# Supplied text

[start]

Saturday, November 21, 2009

2 more weeks of tafe left. & I don't know what to do. I've completely finished tech, so I'm now down to 8.5 hrs a week of tafe. I get to sleep in on Wednesdays.
I'm really really really hoping I get a job for the summer holidays, or else I'm going to be sssooooooooo extremely bored!!!
I've been applying for so many jobs. I did have one interview on Wednesday, but I don't think I got the job. but I will keep on applying for jobs. 
I'm thinking of doing a cocktail course. that will keep me busy, if only for one day.
but I want a job!!!
please!!!

Saturday, November 14, 2009


i've decided to stop making plans with the people i call my friends
i'm sick of being let down all the time.

i'd rather stay at home where it's safe and warm.
where i have everything i need.

Sunday, November 8, 2009

once more with feeling


You can never tell who is telling you a lie these days.
I just found out yesterday my then best friend lied to me. That, or her boyfriend/ex boyfriend/boyfriend/ex boyfriend/boyfriend is lieing to me.
I think I'm still just amazed at the fact that two people who don't know how to be in a relationship, are still in a relationship. The girl with the boyfriend who calls her a 'fucking cunt' in front of friends. 
The at-the-time ex boyfriend who said he was going to move away so he didn't have to see her anymore. Or did he not say that and you're lieing to me? Like the apparent, you broke up and he slept with another girl, but now he told me he never slept with anyone and you lied to me.
Or he did sleep with someone, but he is telling me he didn't sleep someone, and he has been loyal to you all these years. All these years of breaking up and getting back together. All these years of her asking me for advice (and never taking any of it). Of her calling me and asking me if she should change her number, as she doesn't want him calling her anymore, she never wants to talk to him again (they were back together about 4 days after this phone call).

[end]

# Data lines
[start]

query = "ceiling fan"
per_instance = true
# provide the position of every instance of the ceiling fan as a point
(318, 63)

[end]

# Tasks to perform
• 1. In the blog entries about tafe, jobs and friendship, how many hours a week of tafe is the writer now down to?
• 2. Resume the blog post about the lying best friend from the point where it stops, keeping the same voice.

# Responses per task
• 1. 8.5 hours a week.

• 2.
I really don't care if my friends are in relationships or not. But if you're going to ask me for advice, I'd rather you take it, instead or ignore it. I don't ignore you. I have never ignored you. Don't make promises to come out partying with me, and then break them, two nights in a row, for your ex boyfriend. Of course I'm going to pissed off. I've never made a promise to you, and then broke it as I would rather be with my ex boyfriend who has having emotional problems. There are 24 hours in a day. You had spent 12 of them with your ex boyfriend. Was it really that hard to spend 5 or 6 hours of the night with me? Saturday didn't disappear. It never does. Saturday is another 24 hours for you to spend with your ex boyfriend. 
Don't tell me and mother all your relationship drama, and how you're never going to see your ex boyfriend again, it's over, you have met someone new, you like the someone new, and then only to ditch the someone new, and go back to your ex boyfriend. I think it's pathetic. I think you are pathetic. You make up things about me, you criticise me, you call me stubborn, when you are equally as stubborn. You're a hypocrite. You're an ignorant bitch. You're pathetic for throwing away all those years of friendship. I hate you so fucking much. 

I miss spending time with you. 

I hate you so fucking much.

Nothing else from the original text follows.